Repeat, word for word, each of the records shown below, without their pictures.
=== Information supplied ===
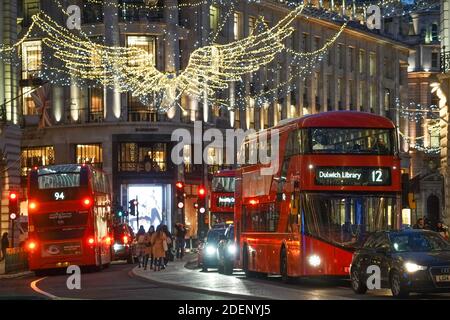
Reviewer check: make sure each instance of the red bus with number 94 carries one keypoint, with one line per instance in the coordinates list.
(69, 209)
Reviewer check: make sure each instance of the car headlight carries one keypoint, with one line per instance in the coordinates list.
(232, 249)
(314, 260)
(210, 250)
(412, 267)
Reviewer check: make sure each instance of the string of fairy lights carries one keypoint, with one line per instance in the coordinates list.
(124, 69)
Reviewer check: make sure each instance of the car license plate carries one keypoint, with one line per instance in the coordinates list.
(443, 278)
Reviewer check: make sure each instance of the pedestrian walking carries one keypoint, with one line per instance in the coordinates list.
(169, 240)
(151, 231)
(420, 224)
(181, 242)
(159, 247)
(140, 236)
(5, 245)
(442, 229)
(147, 248)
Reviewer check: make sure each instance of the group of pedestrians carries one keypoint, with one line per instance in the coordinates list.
(154, 246)
(426, 224)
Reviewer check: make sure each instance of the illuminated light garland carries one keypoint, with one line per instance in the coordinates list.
(210, 68)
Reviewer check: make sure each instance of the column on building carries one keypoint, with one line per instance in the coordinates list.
(112, 38)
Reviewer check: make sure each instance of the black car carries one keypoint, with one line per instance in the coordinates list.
(207, 250)
(227, 251)
(409, 261)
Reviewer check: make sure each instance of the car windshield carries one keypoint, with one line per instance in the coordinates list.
(214, 235)
(418, 242)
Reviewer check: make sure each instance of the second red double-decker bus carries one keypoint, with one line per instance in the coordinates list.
(338, 181)
(69, 217)
(222, 197)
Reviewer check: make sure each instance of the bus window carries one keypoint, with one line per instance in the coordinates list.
(352, 141)
(347, 219)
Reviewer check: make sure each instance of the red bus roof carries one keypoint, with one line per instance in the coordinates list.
(225, 173)
(337, 119)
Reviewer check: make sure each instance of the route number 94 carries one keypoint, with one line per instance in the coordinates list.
(59, 196)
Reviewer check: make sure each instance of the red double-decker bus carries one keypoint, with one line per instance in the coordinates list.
(339, 179)
(69, 211)
(222, 197)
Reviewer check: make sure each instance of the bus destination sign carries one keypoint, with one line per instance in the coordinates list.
(353, 176)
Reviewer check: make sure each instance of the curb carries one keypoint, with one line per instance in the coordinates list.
(16, 275)
(198, 290)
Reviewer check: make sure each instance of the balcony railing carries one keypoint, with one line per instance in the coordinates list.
(445, 60)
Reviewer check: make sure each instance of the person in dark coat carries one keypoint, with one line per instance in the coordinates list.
(5, 245)
(181, 242)
(169, 255)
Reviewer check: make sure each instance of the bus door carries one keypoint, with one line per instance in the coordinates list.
(293, 228)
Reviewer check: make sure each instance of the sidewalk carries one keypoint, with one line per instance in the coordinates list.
(11, 275)
(176, 274)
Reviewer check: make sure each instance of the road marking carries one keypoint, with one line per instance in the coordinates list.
(34, 286)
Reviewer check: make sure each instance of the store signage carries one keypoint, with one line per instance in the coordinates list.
(353, 176)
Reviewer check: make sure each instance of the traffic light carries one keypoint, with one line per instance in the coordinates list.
(119, 211)
(201, 200)
(133, 203)
(180, 194)
(13, 205)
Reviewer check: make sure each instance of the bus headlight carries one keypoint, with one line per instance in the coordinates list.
(232, 249)
(210, 250)
(314, 260)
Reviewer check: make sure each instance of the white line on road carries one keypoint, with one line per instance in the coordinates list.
(34, 286)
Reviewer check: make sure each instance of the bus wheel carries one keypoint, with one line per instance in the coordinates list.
(130, 259)
(283, 267)
(228, 268)
(358, 285)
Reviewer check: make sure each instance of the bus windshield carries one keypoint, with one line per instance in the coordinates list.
(352, 141)
(54, 177)
(347, 220)
(223, 184)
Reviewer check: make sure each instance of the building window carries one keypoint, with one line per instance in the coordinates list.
(305, 44)
(30, 8)
(434, 32)
(146, 43)
(31, 59)
(89, 154)
(361, 95)
(214, 18)
(36, 157)
(341, 56)
(92, 12)
(237, 118)
(316, 43)
(251, 25)
(362, 61)
(373, 98)
(387, 102)
(434, 132)
(145, 157)
(351, 53)
(96, 103)
(435, 60)
(373, 64)
(28, 106)
(237, 26)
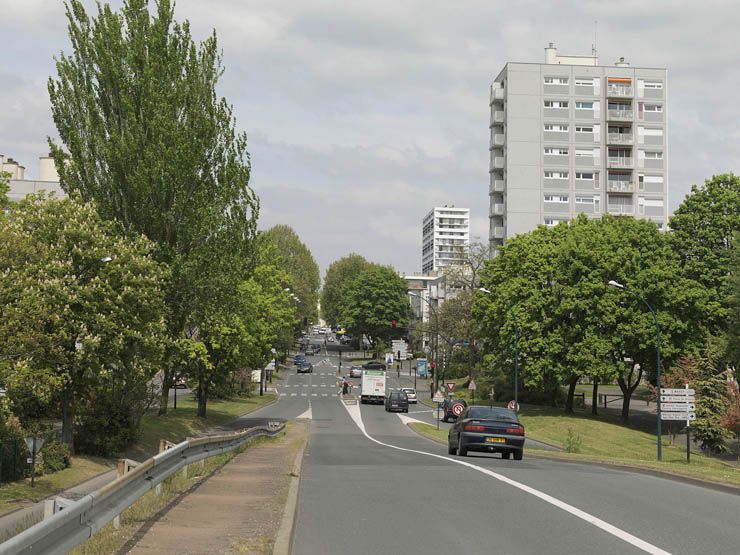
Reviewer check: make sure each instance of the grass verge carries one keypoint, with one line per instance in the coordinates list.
(82, 468)
(110, 540)
(600, 441)
(183, 422)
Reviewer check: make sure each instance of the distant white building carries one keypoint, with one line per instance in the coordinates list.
(20, 186)
(445, 237)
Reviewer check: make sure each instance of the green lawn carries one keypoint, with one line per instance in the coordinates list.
(604, 440)
(182, 422)
(82, 468)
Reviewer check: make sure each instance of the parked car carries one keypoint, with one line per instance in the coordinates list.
(373, 365)
(305, 368)
(487, 429)
(452, 408)
(410, 393)
(396, 400)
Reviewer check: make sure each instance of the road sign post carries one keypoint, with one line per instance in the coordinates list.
(679, 405)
===
**Answer section:**
Reviewer check: make sure each instance of the red bus with number 94 carries one keypoint, with one line per instance in the coordinates list.
(69, 209)
Reviewer check: make sure each instance of the car headlight carries one keypoint, with one line per instance in the coordinates list.
(232, 249)
(314, 260)
(210, 250)
(412, 267)
Reviewer check: make sure each instance of the string of fairy lights carries one keypoint, with one line per instance in the coordinates list.
(124, 69)
Reviewer check: make sure each instance of the car license plate carries one keypoint, with one line per instance in the coordinates list.
(443, 278)
Reviewer check: make sure each instance of the pedestrian walking carries one keypoint, with one line per instance in the coordinates list.
(169, 240)
(151, 231)
(420, 224)
(181, 242)
(159, 247)
(140, 236)
(5, 245)
(442, 229)
(147, 248)
Reviewer check: make sure each instance of the group of pedestrians carries one keypoint, with one line per instance in the coordinates list.
(154, 246)
(426, 224)
Reviewer check: make sure each instance of the illuminated light garland carries one keypoint, with one line per instance in the coordinates list.
(210, 68)
Reviewer check: make sure each instance of the column on building carries one keypoint, with one line per instance in the coordinates list.
(112, 38)
Reviewer check: make sure each instance of the black car carries one keypoint, with one line per instance in the coordinates list.
(207, 250)
(227, 251)
(409, 261)
Reviewer check: make sure each instance of the car windshield carries one keypoint, with one line per instance in the coordinates list.
(214, 235)
(418, 242)
Reviewer check: make sure each instance of the second red double-decker bus carries one keypoint, with one line per instance in the coordinates list.
(338, 181)
(69, 217)
(222, 197)
Reviewer check: make sure each instance of the bus window carries one keypoint, with one line per instance in the coordinates list.
(352, 141)
(347, 219)
Reviewer check: make sure each instance of the red bus roof carries one keypoint, with one line per instance in the coordinates list.
(225, 173)
(337, 119)
Reviewer check: make sure each instance of the route number 94 carries one keypoint, with one line per instance in the coordinates list.
(59, 196)
Reviewer check: make sure each instance of the red double-decker bus carries one keypoint, with one line per instance in the coordinates list.
(339, 179)
(69, 211)
(222, 197)
Reviewer check: make sure each instance of the bus destination sign carries one keypoint, with one line per instance in the coordinates list.
(353, 176)
Reviewer check: make sure each instance of the curb carries one keypoint, with one line per instance in the coordinates list.
(16, 275)
(198, 290)
Reviewer check: make sure each instance of the balcony railing carries one keypoint, with one line per instance in the coordinates list.
(445, 60)
Reviewer check: make sure each instance of the person in dark coat carries one keypoint, with one line per instance in the coordinates list.
(5, 245)
(181, 242)
(169, 255)
Reviewer check: make sure each instance of the bus door carries one keypoint, with one line per instance in the coordinates list.
(293, 228)
Reviewer check: make sure each instance of the sidewalk carries one keypoint, with one line per instance in the coordinates list.
(11, 275)
(176, 274)
Reviewer check: make sure each instance of the road marking carries one keypoint, with one line per instance in the coordinates list.
(34, 286)
Reviewer check: make sure each instance of the store signage carries one keypoint, with one line per instance in the coordinates list.
(353, 176)
Reviewer check: make sure each instance of the traffic light carries one keypoint, with one line per instance in the coordinates list.
(119, 211)
(201, 200)
(133, 203)
(180, 194)
(13, 205)
Reviewer check: make sure each instance of the bus headlight carries one keypoint, with one line per instance in the coordinates list.
(232, 249)
(210, 250)
(314, 260)
Reviewer check: make sure each instance of the white line on road carries one keypoint, with one line per instance in the coordinates list.
(34, 286)
Reviewer check: make sure each instance of the bus wheel carries one keypoint, with one line per instance in the coordinates list.
(130, 259)
(283, 267)
(228, 268)
(358, 285)
Reviewer check: make sure each instance of the bus windshield carries one keypoint, with one line per instance in the coordinates list.
(352, 141)
(54, 177)
(347, 220)
(223, 184)
Reviewer check: make sure each instance of the building window carries one keypoint, with one line per instance in the coordinates list.
(305, 44)
(30, 8)
(434, 32)
(146, 43)
(31, 59)
(89, 154)
(361, 95)
(214, 18)
(36, 157)
(341, 56)
(92, 12)
(237, 118)
(316, 43)
(251, 25)
(362, 61)
(373, 98)
(387, 102)
(434, 132)
(145, 157)
(351, 53)
(96, 103)
(435, 60)
(373, 64)
(28, 106)
(237, 26)
Reviewer check: make sure each instance of the grass verge carries one keypoint, with one line per instance in the coordinates list.
(82, 468)
(110, 540)
(600, 441)
(183, 422)
Reviewer check: make sure each instance of the distant white building carries one keypoint, with one line per instance in the coordinates list.
(20, 186)
(445, 237)
Reviewer check: make sure each instance of the green lawn carries one keypoint, with one line per instance in the coordinates list.
(604, 440)
(182, 422)
(82, 468)
Reviewer check: make sure each instance of the parked car carries one keypoint, with one line per instance in the coordinates list.
(373, 365)
(305, 368)
(487, 429)
(452, 408)
(410, 393)
(396, 400)
Reviewer check: make sure each instance of the road sign post carries one keypoint, with one line per instance in the coordinates list.
(679, 405)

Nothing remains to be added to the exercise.